Extracted material:
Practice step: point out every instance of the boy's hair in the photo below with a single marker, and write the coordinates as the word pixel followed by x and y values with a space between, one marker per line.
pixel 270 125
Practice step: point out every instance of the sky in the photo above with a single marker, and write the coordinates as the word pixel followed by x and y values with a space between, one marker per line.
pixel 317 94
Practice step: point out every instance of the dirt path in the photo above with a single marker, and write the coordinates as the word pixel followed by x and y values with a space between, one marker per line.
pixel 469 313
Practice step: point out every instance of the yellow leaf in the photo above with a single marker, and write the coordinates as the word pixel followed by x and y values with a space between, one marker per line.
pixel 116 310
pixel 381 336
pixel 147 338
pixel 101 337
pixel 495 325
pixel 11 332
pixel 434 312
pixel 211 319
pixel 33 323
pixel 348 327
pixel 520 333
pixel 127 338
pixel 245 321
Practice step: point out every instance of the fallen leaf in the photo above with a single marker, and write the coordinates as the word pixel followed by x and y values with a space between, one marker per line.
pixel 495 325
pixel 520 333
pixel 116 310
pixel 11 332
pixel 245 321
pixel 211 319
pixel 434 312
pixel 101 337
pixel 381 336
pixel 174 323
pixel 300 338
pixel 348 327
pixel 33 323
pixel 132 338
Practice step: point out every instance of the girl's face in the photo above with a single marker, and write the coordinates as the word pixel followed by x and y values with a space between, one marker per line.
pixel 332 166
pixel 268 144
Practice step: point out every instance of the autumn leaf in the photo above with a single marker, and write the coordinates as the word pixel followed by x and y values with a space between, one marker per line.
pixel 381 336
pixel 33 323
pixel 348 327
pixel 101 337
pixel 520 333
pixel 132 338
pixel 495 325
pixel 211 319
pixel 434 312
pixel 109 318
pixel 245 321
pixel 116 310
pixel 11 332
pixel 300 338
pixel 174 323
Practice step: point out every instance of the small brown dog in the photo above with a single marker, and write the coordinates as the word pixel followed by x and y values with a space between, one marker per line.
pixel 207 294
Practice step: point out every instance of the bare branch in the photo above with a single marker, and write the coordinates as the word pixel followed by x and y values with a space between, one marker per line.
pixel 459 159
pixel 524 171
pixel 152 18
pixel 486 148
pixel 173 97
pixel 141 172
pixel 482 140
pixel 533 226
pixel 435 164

The request:
Reproduce all of the lines above, replacing "Practice step" with "Warm-up step" at every occurrence and leaving everything else unchanged.

Expected answer:
Warm-up step: point out every instance of the boy's hair in the photo below with a single marker, and write the coordinates as the word pixel followed by x and y values with a space between, one marker per line.
pixel 270 125
Warm-up step: point out every instance of the sky in the photo above with a single marker, and write the coordinates as the word pixel followed by x and y values with a space between, one marker per line.
pixel 317 94
Warm-up step: point out every instance of the dirt path in the photo above with a single marker, and write the coordinates as the word pixel followed by x and y values with a space between, one marker per line.
pixel 469 313
Warm-up step: point out every instance of the yellow leaf in the photo above with a single marker, and write the coordinates as the word pixel followed by x and y values with a space between, one marker per line.
pixel 116 310
pixel 381 336
pixel 147 338
pixel 101 337
pixel 495 325
pixel 11 332
pixel 434 312
pixel 211 319
pixel 33 323
pixel 348 327
pixel 520 333
pixel 127 338
pixel 245 321
Warm-up step: point out every instance of the fallen leaf in the photo above with a single marker, and write the coordinates as the word pixel followed by x and y values with a space between, one marker per line.
pixel 495 325
pixel 520 333
pixel 116 310
pixel 11 332
pixel 245 321
pixel 211 319
pixel 434 312
pixel 101 337
pixel 381 336
pixel 174 323
pixel 300 338
pixel 348 327
pixel 33 323
pixel 132 338
Warm-up step: point out every instance of the girl's face in the photo above with a single marker, and write the coordinates as the word pixel followed by x and y values with a space between, one marker per line.
pixel 332 166
pixel 268 144
Warm-up step: point out every instance of the autumn leaf in the photo above with a single marker, and write the coordinates as the word pixel followed by x and y values with a space between, one marker per line.
pixel 381 336
pixel 33 323
pixel 348 327
pixel 101 337
pixel 520 333
pixel 132 338
pixel 495 325
pixel 211 319
pixel 434 312
pixel 109 318
pixel 245 321
pixel 116 310
pixel 11 332
pixel 300 338
pixel 174 323
Warm-up step: point out every instance of the small brown dog in the photo above with a single marker, and write the coordinates as the word pixel followed by x and y values with a space between, one marker per line.
pixel 207 294
Warm-up step: point out every instance of the bare branch in the photo above with a single marker, and write the coordinates as the word pixel followed by x and y values with a space between, one marker per line.
pixel 459 159
pixel 524 171
pixel 152 18
pixel 486 148
pixel 173 97
pixel 141 172
pixel 482 140
pixel 533 226
pixel 435 164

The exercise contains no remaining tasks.